- _Jobs_
1 - In the plan rules on approved transfers and status changes, who must approve a member's request for a special Valuation Date tied to a Status Change?
2 - Translate this sentence from the plan rules on approved transfers and status changes into Spanish: "Also notwithstanding Section 4.01 above, in the case of an Active Member who will have a Status Change, the Active Member may request that the Vice President grant him a special Valuation Date as of the last business day before the Active Member's Status Change."
3 - Pick up the plan rules on approved transfers and status changes after their last sentence and write what comes next.

4.02    Special Rules for Approved Transfers and Status Changes.

(a)  Automatic Special Valuation Dates for Approved Transfers.  Notwithstanding Section 4.01 above, in the case of an Active Member who will have an Approved Transfer during a Plan Year, the Active Member shall automatically have a special Valuation Date as of the last business day before the earlier of – (a) the Active Member’s Approved Transfer, or (b) the day the Active Member would become a U.S. Person in connection with the Approved Transfer.  

(b)  Special Valuation Dates for Status Changes.  Also notwithstanding Section 4.01 above, in the case of an Active Member who will have a Status Change, the Active Member may request that the Vice President grant him a special Valuation Date as of the last business day before the Active Member’s Status Change.  In order for a special Valuation Date related to a Status Change to be valid and effective under the DC Program, the Active Member’s request and the Vice President’s approval of the request must both be completely final and in place prior to the special Valuation Date.

- _Entries_
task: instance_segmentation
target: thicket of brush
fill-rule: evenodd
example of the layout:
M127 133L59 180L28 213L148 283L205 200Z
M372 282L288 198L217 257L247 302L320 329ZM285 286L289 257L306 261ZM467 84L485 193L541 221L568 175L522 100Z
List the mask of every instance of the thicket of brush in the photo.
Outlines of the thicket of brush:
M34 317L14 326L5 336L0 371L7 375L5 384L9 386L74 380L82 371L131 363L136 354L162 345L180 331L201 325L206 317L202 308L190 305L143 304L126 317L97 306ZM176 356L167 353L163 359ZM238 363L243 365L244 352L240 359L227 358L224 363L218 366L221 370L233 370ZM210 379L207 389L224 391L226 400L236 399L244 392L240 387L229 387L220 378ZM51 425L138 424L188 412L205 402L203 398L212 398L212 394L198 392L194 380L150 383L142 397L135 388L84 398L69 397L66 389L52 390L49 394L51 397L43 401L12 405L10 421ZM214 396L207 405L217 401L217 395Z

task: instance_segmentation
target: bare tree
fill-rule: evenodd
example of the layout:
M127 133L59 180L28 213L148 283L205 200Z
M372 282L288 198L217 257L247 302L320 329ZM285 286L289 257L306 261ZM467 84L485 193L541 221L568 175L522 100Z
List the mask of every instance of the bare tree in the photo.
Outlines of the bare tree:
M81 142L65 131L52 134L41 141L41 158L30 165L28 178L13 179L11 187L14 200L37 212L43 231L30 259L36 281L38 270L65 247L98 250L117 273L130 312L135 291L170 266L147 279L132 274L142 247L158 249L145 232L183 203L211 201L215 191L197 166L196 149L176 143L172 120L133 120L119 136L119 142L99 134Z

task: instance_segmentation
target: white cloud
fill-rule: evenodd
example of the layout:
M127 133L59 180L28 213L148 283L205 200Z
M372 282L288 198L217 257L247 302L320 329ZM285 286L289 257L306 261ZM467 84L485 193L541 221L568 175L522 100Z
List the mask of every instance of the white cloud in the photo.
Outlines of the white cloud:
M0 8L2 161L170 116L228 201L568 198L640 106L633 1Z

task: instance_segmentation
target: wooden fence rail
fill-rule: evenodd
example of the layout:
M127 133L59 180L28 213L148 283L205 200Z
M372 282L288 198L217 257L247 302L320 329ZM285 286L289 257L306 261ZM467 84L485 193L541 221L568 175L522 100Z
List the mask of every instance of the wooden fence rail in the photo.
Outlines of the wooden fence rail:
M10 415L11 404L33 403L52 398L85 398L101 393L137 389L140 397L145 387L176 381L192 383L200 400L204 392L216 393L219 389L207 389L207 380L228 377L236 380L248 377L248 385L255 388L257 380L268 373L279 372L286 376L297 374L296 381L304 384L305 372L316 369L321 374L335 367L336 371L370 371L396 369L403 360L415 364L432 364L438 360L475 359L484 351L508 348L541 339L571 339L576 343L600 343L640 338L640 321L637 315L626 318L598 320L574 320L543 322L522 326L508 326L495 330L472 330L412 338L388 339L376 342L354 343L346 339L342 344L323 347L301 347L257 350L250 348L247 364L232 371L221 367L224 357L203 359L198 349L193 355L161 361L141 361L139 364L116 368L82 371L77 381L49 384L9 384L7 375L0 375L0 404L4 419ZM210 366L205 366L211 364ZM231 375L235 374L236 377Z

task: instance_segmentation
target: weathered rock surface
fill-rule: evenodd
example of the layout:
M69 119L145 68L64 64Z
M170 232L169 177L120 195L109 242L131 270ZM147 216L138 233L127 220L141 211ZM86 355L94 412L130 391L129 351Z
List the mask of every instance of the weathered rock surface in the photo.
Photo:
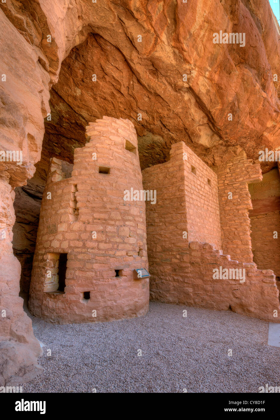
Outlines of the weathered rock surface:
M44 118L50 111L44 152L70 162L74 148L84 144L83 128L103 115L134 124L143 168L164 162L171 144L181 140L211 166L241 148L256 160L259 150L279 145L280 87L273 75L280 75L280 33L268 0L10 0L0 4L0 76L6 75L0 81L0 150L22 150L23 155L21 165L0 162L5 200L9 184L24 185L34 174ZM220 30L245 32L245 46L214 44L213 34ZM37 167L41 173L45 170ZM38 187L30 188L36 197ZM39 202L29 202L26 213L32 214L35 207L38 211ZM37 343L17 301L19 265L10 244L13 213L11 207L8 219L5 205L1 202L1 228L10 233L1 240L5 251L0 281L2 286L8 281L4 291L10 297L1 308L11 315L3 337L9 342L10 325L20 319L21 336L35 355ZM31 366L32 361L26 364ZM6 371L5 381L14 375L15 366Z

- _Task responses_
1 - The Vice President.

2 - Asimismo, sin perjuicio de lo dispuesto en la Sección 4.01 anterior, en el caso de un Miembro Activo que vaya a tener un Cambio de Situación, el Miembro Activo podrá solicitar que el Vicepresidente le conceda una Fecha de Valoración especial a partir del último día hábil anterior al Cambio de Situación del Miembro Activo.

3 -
A special Valuation Date under either subsection (a) or (b) above shall apply solely for purposes of determining and allocating the Active Member’s Pay Credit for such Plan Year.  The Pay Credit that the affected Active Member shall receive on this special Valuation Date shall be prorated to reflect the Member’s period of Active Membership during the Plan Year through the special Valuation Date.  If a Member has a Status Change during a Plan Year but is not timely and effectively authorized for a special Valuation Date as provided in subsection (b) above, the Member will not receive a Pay Credit for such Plan Year.     

4.03    Offsets.

Notwithstanding Sections 4.01 and 4.02 above, the Corporation may reduce the amount of any payment or benefit that is or would become payable to or on behalf of a Member by the amount of any obligation of the Member to the Corporation or by the amount of – 

(a)  Any material benefits accrued by the Member under a retirement plan sponsored by the Corporation or by any country, state, province or other political subdivision or locality, to the extent the Vice President determines that the benefit amount under such retirement plan is for Service or Salary that is taken into account in providing Pay Credits under the DC Program, and

(b)  Any termination indemnity or other payment to the Member by the Employer or PepsiCo Organization related to the Member’s termination of employment, to the extent the Vice President determines that the payment is reasonably related to Service that is taken into account in providing Pay Credits under the DC Program.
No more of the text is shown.